__REQUIRED TASK A__:
Render the entries as a Markdown table with the columns Row and Entry Line, starting with the line that contains "Please annotate the green" and continuing through the last line of the entries. Omit blank lines.

__PAGE EXCERPT__:
◆ ◆ ◆ ◆ ◆

Good Reads meta-data is 286 pages, rated 3.59 by 393 litizens.
Genre: Novel set in the academy, so an academic novel
Verdict: Malice aforethought.
A series of picture post cards of the people and their activities in a progressive women’s college in the uplands. Benton College is populated by administrators, professors, spouses, children, and even some students who in the conscientious and self-conscious spirit of the times improve each other. All are observed by Gertrude, a neurotic and vitriolic New York City novelist, spending a semester as writer in residence (while collecting material for her next unsuccessful sarcastic study of the human condition), while she herself is observed by the narrator.
There is no plot and nothing happens as the academic year passes from the faculty reception in the fall and yet I kept reading. The incidents and types are so familiar, from the earnest college President who spends all his time raising money with a beneficent smile, encouraging everyone to call him by his first name, Dwight. Then there is his South African-born Boer wife who seem his antithesis: dislikes anyone and everyone and communicates that by looks, silences, and now and then word.

◆ ◆ ◆ ◆ ◆

__REQUIRED TASK B__:
According to the review of the academic novel, what is the name of the college where the story takes place?

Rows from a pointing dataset
◆ ◆ ◆ ◆ ◆

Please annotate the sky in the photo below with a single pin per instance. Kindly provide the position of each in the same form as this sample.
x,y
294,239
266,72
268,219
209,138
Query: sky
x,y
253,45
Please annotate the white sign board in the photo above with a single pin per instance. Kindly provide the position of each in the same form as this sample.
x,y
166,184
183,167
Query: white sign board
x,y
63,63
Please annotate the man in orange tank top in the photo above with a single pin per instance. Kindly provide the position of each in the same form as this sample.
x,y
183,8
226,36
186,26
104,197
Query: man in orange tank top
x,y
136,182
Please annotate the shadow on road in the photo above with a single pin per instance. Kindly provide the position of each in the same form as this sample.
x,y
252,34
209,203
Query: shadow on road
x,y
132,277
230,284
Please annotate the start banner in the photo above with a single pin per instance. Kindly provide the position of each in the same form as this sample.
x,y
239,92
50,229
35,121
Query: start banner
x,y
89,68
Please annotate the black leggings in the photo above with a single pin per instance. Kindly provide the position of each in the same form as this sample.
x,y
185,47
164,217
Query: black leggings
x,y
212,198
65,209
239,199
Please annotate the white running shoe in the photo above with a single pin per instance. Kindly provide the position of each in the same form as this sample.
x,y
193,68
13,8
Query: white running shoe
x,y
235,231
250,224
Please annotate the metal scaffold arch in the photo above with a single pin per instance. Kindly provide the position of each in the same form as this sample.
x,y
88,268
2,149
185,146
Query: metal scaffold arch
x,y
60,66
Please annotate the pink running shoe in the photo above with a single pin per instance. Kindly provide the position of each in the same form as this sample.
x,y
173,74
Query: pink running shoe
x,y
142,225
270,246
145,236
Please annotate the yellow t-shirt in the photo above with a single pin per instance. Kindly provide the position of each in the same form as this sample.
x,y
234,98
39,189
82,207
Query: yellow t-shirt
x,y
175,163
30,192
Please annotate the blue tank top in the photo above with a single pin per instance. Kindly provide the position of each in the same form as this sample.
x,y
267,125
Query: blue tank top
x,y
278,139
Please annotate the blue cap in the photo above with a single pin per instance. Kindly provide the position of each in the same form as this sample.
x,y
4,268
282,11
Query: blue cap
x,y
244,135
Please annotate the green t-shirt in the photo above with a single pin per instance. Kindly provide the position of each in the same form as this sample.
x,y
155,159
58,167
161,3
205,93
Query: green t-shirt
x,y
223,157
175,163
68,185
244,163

◆ ◆ ◆ ◆ ◆

__ANSWER A__:
| Row | Entry Line |
|---|---|
| 1 | Please annotate the green t-shirt in the photo above with a single pin per instance. Kindly provide the position of each in the same form as this sample. |
| 2 | x,y |
| 3 | 155,159 |
| 4 | 58,167 |
| 5 | 161,3 |
| 6 | 205,93 |
| 7 | Query: green t-shirt |
| 8 | x,y |
| 9 | 223,157 |
| 10 | 175,163 |
| 11 | 68,185 |
| 12 | 244,163 |

__ANSWER B__:
Benton College